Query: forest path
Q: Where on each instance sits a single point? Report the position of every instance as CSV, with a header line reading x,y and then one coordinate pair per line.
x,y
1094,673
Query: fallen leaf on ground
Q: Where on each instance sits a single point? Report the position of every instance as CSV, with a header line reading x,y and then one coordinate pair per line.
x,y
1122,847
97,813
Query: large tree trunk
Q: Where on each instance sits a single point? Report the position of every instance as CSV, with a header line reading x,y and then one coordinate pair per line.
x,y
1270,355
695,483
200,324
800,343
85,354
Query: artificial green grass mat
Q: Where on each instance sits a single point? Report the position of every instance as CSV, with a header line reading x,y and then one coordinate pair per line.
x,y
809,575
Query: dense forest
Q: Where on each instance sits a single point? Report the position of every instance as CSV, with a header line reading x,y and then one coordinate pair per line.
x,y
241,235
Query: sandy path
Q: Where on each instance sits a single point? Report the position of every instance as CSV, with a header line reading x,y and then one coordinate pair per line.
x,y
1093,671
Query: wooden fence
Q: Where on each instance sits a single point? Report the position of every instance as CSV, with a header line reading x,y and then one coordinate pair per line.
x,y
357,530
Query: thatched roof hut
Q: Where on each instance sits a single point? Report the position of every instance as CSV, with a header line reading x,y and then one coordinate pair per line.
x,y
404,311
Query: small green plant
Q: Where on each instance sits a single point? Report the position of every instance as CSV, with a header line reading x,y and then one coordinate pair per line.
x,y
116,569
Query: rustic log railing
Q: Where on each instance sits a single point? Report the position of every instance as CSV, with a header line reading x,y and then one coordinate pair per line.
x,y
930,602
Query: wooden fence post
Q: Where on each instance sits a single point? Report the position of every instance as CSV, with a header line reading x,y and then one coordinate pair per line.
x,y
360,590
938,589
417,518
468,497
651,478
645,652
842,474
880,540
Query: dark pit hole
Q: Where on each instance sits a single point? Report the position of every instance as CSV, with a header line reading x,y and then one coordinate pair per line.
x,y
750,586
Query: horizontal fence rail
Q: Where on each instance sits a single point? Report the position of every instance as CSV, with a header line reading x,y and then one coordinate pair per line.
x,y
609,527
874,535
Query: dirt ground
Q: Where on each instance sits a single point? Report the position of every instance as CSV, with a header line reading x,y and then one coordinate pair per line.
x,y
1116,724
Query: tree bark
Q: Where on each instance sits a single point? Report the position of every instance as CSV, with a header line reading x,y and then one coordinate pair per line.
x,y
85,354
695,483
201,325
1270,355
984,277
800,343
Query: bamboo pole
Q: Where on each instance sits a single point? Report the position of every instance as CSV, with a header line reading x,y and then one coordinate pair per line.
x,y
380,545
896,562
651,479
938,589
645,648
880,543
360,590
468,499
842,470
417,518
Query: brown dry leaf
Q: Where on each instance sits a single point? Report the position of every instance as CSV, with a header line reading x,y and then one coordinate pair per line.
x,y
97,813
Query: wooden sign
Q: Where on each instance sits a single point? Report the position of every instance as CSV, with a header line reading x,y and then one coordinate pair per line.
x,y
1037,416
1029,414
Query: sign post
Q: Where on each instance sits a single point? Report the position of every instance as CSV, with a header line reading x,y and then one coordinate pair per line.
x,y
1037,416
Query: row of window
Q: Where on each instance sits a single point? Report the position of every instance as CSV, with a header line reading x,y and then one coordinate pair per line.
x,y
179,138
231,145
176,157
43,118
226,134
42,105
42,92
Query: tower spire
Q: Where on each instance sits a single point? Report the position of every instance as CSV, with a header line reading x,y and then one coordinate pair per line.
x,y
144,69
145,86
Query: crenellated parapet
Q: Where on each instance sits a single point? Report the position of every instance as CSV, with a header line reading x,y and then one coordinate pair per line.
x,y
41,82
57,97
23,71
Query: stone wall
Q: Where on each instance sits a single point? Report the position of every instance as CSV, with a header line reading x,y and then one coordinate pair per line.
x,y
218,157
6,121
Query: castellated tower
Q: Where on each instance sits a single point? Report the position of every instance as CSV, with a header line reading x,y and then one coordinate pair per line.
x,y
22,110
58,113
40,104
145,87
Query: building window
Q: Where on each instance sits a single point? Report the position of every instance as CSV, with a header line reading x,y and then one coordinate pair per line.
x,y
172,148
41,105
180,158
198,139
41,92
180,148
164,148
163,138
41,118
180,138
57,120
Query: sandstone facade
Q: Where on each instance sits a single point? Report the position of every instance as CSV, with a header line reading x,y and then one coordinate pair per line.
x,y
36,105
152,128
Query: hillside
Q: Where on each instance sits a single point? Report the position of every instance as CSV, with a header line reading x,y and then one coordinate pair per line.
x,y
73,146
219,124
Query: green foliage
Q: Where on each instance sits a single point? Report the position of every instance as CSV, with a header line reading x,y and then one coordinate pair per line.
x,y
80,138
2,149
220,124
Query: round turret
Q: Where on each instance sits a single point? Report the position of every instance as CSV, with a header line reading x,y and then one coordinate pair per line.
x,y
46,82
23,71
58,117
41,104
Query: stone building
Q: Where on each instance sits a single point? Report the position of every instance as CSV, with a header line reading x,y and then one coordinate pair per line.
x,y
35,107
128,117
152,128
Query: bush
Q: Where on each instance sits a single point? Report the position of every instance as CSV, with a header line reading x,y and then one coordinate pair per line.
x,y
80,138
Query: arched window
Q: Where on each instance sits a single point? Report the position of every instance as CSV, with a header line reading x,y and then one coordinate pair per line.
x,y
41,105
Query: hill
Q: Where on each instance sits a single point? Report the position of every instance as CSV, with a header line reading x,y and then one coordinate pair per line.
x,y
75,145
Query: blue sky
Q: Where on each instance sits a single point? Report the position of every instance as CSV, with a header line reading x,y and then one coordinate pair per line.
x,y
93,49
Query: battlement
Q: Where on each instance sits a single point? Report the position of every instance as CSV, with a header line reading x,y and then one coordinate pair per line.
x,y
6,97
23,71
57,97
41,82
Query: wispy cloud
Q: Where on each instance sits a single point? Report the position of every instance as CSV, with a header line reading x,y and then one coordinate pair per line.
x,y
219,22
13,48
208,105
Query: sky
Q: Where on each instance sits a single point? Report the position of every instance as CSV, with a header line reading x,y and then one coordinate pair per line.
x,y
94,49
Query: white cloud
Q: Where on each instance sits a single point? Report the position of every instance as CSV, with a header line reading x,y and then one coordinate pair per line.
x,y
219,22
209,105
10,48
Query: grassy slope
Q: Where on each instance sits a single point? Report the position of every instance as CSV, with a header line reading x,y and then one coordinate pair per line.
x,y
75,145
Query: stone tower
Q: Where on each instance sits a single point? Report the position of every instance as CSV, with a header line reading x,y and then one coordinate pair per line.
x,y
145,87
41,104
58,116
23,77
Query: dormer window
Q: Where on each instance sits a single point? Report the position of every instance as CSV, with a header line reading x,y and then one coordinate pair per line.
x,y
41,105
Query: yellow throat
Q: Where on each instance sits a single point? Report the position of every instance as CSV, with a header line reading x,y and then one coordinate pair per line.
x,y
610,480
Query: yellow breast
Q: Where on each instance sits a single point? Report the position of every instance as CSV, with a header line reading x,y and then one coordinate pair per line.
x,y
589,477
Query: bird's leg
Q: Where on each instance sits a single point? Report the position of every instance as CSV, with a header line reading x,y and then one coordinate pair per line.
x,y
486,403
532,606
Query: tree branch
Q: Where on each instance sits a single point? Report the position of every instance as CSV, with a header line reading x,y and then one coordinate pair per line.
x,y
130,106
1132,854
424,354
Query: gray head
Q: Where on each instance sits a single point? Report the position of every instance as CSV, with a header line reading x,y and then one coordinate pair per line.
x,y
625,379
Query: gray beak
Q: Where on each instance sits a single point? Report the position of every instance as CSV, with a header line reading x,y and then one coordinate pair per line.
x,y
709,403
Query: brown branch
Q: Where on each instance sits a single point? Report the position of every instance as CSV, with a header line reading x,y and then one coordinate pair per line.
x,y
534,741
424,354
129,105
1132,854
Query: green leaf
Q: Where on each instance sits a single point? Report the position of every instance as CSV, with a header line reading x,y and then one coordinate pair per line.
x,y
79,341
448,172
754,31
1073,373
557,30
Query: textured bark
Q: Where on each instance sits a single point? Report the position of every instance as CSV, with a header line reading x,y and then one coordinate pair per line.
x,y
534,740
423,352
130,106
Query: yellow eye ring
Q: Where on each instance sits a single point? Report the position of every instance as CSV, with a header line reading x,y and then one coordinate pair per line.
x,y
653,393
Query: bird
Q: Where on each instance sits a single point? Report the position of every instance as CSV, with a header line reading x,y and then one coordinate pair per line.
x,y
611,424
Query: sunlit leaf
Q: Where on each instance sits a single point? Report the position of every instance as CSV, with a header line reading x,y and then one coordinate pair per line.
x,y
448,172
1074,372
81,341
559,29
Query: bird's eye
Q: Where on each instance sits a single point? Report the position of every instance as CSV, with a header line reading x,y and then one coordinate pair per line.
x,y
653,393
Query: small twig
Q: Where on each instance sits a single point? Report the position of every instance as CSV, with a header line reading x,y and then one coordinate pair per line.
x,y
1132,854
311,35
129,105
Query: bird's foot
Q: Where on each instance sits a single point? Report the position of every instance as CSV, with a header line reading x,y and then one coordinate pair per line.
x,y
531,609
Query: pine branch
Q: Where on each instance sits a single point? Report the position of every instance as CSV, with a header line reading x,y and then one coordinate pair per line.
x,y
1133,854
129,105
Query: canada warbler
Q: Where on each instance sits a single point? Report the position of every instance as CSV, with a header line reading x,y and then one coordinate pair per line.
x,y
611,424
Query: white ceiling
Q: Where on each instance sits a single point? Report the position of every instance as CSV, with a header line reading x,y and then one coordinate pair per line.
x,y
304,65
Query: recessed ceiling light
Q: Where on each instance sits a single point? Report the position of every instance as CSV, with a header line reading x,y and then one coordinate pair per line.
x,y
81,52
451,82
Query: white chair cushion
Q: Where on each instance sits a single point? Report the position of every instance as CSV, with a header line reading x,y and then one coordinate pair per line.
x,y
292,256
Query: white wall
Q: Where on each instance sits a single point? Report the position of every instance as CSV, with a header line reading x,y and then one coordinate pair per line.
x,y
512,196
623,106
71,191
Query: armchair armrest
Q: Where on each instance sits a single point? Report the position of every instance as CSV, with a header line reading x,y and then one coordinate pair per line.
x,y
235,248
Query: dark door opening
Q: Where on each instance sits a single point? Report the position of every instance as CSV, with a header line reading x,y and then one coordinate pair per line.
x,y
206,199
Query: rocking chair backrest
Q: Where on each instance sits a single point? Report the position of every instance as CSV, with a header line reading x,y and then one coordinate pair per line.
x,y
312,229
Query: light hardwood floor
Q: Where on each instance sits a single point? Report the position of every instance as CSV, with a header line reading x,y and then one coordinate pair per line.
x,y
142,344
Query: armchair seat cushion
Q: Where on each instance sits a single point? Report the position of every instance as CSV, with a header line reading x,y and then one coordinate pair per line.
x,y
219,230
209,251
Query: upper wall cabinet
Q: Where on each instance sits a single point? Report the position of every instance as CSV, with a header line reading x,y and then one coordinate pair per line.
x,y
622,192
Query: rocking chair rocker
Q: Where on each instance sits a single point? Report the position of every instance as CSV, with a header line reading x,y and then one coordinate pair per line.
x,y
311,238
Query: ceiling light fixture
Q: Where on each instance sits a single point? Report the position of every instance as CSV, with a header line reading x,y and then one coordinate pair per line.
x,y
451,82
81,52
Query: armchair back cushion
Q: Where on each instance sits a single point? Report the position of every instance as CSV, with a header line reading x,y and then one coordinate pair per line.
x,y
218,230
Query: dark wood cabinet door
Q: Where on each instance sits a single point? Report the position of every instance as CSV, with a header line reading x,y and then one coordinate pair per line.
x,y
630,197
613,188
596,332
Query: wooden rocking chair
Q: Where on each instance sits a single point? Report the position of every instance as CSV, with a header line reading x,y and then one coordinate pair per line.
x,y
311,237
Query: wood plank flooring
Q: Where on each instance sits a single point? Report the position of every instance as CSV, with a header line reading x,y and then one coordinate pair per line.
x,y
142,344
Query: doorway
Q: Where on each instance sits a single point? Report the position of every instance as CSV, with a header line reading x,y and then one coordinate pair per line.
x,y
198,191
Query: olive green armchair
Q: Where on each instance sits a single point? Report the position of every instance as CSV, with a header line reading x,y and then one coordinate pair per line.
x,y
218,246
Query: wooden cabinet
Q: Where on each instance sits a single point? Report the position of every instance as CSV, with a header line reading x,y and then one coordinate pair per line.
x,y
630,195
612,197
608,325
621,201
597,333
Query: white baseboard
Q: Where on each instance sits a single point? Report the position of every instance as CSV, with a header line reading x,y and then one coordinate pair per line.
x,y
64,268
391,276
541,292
-- -- --
Task:
Please quote nothing but the lines from the line with "Query: wood plank flooring" through the end of the data above, exactly as written, ends included.

Response to the task:
Query: wood plank flooring
Q: Where on each instance sits a single point? Report the position of every instance as CSV, with a header line reading x,y and then one coordinate pair per line.
x,y
142,344
Query: doorway
Q: Where on each instance sits a single point? Report the position of every instance as CSV, with a header line reading x,y and then one coordinate pair per line.
x,y
198,191
Query: olive green armchair
Q: Where on each instance sits a single point? Report the position of every instance as CSV, with a header line reading x,y and then one coordinate pair per line.
x,y
218,246
Query: wooden cabinet
Q: Where on each instance sits a single point? Report the position of every instance as CSV, with a header line reading x,y and then one coordinate pair per line.
x,y
630,195
612,197
608,325
621,201
597,333
Query: white baseboard
Q: Where on each instance sits a single point? Report the position of every instance as CSV, with a header line reading x,y and then one coordinate pair per line.
x,y
64,268
391,276
541,292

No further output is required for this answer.